* Data supplied
.....

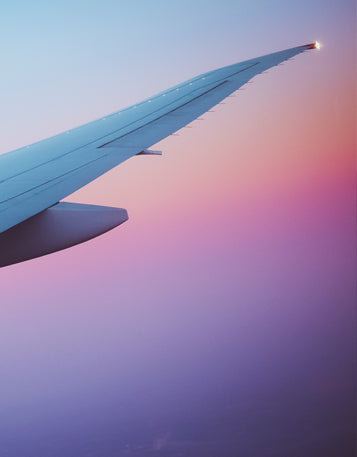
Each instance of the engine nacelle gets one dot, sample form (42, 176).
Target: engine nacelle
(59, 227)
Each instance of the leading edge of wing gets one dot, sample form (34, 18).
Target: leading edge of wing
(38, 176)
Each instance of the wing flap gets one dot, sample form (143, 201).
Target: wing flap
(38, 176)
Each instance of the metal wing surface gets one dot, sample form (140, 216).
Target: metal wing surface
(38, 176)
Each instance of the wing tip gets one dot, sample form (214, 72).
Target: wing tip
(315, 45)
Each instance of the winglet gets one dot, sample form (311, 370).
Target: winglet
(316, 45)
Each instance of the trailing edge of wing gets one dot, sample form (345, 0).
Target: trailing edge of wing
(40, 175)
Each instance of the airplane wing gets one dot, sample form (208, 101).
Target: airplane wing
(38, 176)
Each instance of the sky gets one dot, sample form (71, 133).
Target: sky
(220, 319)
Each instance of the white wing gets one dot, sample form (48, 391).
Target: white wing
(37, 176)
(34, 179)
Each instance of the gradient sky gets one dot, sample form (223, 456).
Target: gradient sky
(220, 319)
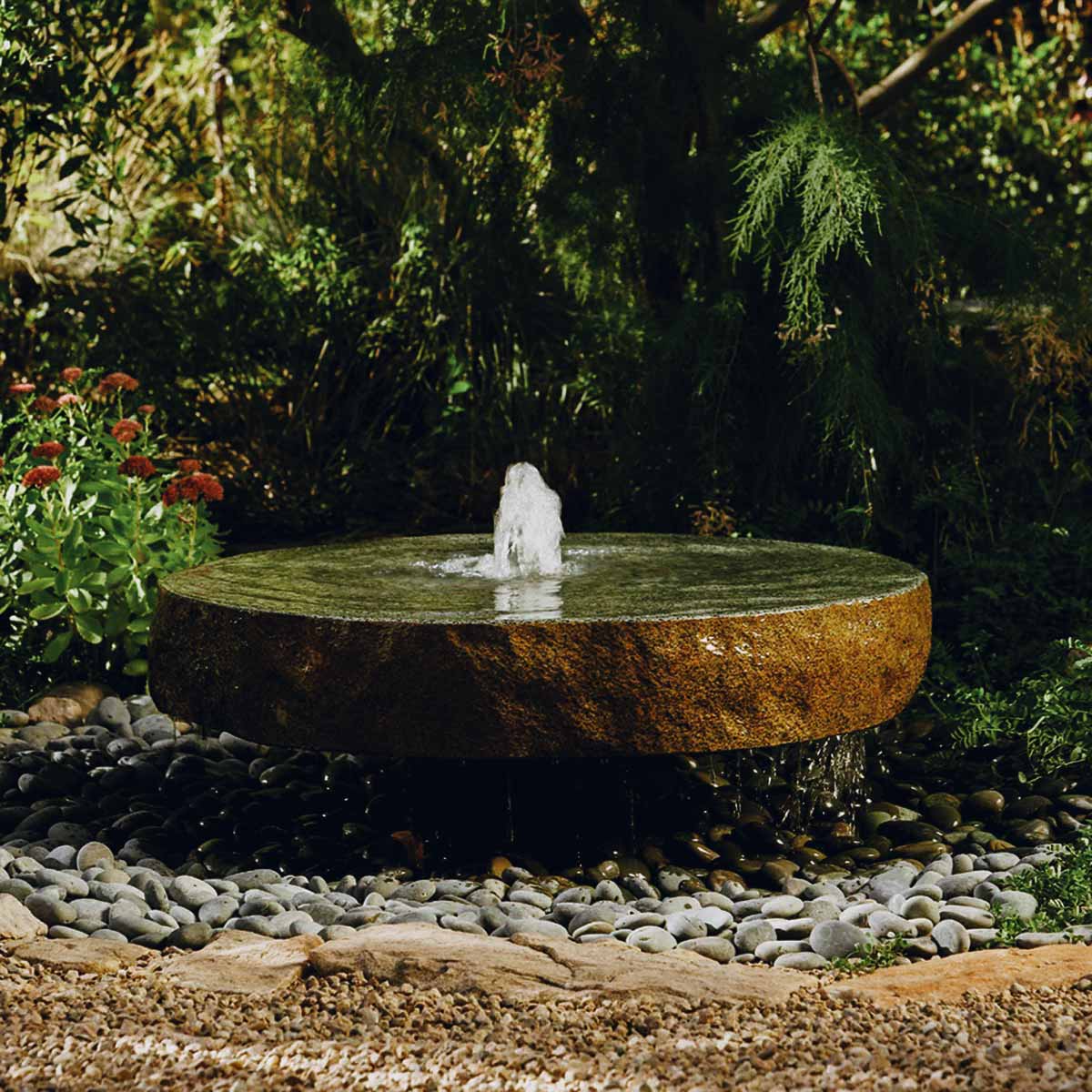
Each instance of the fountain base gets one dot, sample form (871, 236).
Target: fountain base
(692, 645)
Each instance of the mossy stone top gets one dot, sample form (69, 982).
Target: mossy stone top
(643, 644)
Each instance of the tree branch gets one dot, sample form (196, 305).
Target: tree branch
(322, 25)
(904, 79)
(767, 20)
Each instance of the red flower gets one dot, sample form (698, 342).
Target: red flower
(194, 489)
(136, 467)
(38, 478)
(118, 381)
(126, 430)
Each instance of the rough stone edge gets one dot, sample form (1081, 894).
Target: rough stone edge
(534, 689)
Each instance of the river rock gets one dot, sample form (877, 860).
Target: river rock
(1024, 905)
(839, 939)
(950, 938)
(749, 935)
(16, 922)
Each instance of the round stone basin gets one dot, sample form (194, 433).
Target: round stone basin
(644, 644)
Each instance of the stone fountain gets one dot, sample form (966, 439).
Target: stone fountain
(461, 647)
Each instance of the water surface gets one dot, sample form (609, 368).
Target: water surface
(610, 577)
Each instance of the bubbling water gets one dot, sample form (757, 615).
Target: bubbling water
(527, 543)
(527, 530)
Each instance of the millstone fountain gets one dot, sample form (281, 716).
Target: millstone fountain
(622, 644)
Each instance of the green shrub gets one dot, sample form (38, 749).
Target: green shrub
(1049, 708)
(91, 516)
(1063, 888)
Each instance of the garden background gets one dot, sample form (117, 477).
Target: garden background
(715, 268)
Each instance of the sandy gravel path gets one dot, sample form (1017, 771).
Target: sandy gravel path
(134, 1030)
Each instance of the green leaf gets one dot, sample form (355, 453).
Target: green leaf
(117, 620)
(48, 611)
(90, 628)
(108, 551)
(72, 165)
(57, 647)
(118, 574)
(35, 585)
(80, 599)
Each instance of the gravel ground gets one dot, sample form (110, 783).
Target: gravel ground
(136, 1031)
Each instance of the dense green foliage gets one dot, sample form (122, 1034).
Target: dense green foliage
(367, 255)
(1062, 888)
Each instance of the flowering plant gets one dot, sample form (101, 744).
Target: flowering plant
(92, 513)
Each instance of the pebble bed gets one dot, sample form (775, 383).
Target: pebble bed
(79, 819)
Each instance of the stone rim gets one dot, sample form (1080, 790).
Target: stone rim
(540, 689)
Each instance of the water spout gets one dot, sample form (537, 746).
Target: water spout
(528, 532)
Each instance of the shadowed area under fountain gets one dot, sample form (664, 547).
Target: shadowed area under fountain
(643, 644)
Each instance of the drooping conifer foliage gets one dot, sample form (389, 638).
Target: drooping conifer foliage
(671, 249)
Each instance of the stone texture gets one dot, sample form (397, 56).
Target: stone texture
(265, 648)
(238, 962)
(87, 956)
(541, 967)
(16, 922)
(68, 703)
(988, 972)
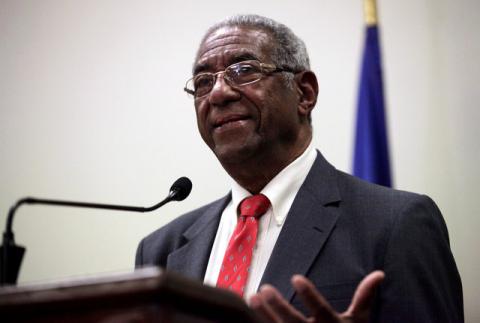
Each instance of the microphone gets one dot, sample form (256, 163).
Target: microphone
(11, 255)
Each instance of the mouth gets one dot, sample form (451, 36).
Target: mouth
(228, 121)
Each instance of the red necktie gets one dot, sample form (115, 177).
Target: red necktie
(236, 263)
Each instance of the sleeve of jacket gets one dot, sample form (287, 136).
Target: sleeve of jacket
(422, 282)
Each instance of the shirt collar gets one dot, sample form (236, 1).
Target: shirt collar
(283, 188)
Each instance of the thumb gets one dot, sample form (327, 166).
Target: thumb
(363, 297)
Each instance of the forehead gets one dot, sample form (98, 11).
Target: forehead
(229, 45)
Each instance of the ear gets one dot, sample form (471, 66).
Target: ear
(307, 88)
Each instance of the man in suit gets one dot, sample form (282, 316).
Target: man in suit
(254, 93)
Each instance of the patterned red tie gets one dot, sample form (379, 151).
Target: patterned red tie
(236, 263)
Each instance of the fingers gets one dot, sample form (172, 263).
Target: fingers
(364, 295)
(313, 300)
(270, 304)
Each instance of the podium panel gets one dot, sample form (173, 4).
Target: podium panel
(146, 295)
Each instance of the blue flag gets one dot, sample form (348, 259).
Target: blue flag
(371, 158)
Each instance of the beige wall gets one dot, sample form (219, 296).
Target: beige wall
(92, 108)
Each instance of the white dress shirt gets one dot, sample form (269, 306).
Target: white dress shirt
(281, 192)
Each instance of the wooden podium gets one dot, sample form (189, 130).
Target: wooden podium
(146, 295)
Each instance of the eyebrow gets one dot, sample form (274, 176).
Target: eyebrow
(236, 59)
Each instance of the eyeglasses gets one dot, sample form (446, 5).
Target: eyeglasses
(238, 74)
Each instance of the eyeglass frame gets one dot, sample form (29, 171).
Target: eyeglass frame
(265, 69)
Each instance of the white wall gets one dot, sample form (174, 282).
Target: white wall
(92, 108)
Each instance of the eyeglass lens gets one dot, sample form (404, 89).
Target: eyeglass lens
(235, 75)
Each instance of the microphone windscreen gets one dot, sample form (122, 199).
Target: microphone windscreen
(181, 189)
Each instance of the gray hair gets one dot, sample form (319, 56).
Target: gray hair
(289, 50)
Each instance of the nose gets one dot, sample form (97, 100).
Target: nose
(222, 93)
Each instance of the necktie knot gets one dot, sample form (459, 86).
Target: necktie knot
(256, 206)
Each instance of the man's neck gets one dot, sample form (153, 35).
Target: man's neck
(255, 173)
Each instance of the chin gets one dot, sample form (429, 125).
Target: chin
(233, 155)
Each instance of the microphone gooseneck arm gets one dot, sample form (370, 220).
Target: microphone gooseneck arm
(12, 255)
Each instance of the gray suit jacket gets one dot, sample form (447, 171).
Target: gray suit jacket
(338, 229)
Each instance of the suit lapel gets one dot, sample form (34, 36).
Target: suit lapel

.....

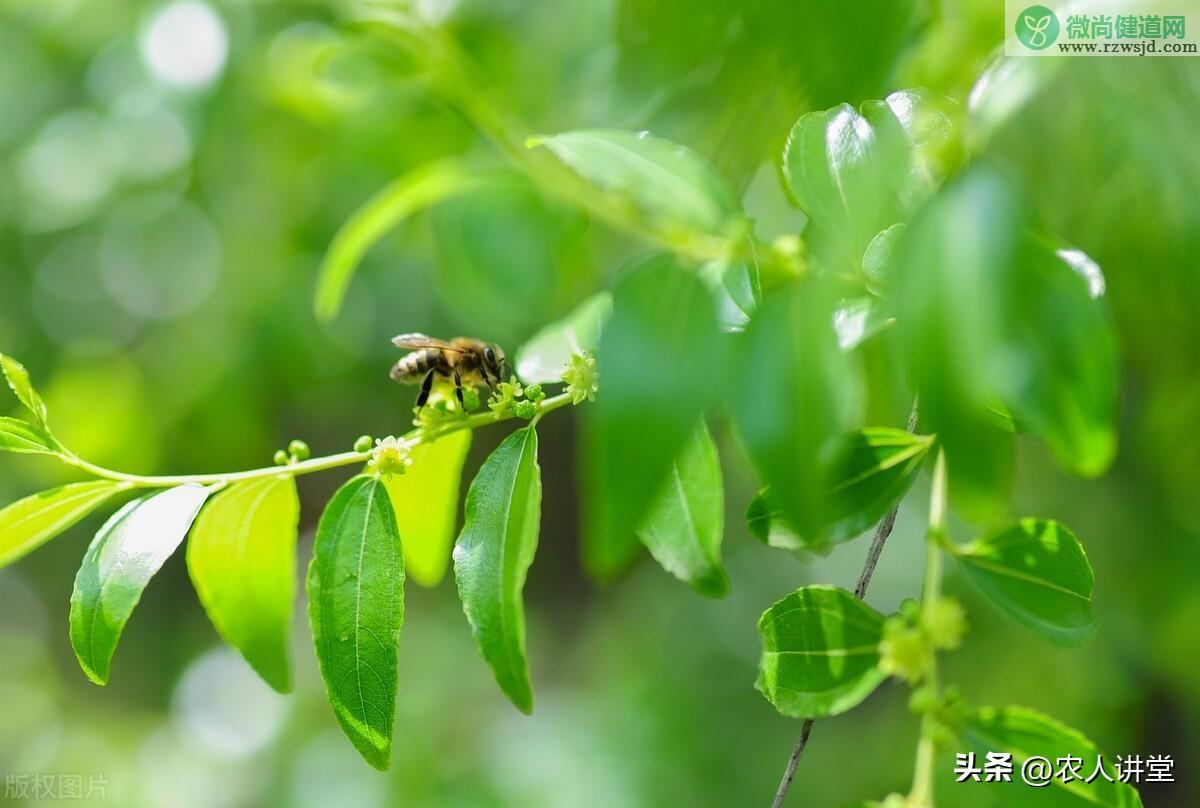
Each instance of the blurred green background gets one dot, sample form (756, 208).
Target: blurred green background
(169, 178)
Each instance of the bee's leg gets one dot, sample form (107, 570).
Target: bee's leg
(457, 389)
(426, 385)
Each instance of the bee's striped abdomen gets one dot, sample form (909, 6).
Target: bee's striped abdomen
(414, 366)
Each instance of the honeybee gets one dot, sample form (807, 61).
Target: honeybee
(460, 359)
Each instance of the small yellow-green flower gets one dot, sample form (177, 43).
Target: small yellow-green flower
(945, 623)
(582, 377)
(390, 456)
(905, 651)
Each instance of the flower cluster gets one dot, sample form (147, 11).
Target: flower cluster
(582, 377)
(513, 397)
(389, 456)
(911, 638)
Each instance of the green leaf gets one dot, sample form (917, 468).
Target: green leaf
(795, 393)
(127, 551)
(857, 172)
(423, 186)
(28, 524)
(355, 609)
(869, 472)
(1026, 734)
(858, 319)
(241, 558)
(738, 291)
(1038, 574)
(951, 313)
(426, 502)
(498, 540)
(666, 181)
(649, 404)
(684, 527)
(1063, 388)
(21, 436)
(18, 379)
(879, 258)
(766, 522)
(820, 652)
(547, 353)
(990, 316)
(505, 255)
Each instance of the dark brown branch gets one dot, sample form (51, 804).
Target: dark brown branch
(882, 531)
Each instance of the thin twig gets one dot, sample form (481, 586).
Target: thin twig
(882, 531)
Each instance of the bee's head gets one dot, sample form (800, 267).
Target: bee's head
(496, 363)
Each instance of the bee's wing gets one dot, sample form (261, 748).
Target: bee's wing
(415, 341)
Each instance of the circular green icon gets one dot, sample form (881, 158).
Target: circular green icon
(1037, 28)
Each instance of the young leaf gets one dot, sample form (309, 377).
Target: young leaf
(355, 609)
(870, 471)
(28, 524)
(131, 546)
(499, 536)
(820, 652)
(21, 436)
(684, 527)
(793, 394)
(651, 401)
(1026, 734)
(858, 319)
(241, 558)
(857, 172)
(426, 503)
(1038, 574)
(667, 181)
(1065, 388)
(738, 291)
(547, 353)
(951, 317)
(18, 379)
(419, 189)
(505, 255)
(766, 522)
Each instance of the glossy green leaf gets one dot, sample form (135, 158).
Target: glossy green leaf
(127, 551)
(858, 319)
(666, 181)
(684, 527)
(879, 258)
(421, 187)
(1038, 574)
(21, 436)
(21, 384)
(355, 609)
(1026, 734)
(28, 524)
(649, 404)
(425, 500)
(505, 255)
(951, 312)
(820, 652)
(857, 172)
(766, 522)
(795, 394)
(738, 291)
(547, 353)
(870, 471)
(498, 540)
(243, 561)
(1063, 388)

.....

* What you have to do
For the string "lapel", give the number of lines in the records that contain it and nothing besides.

* Exercise solution
2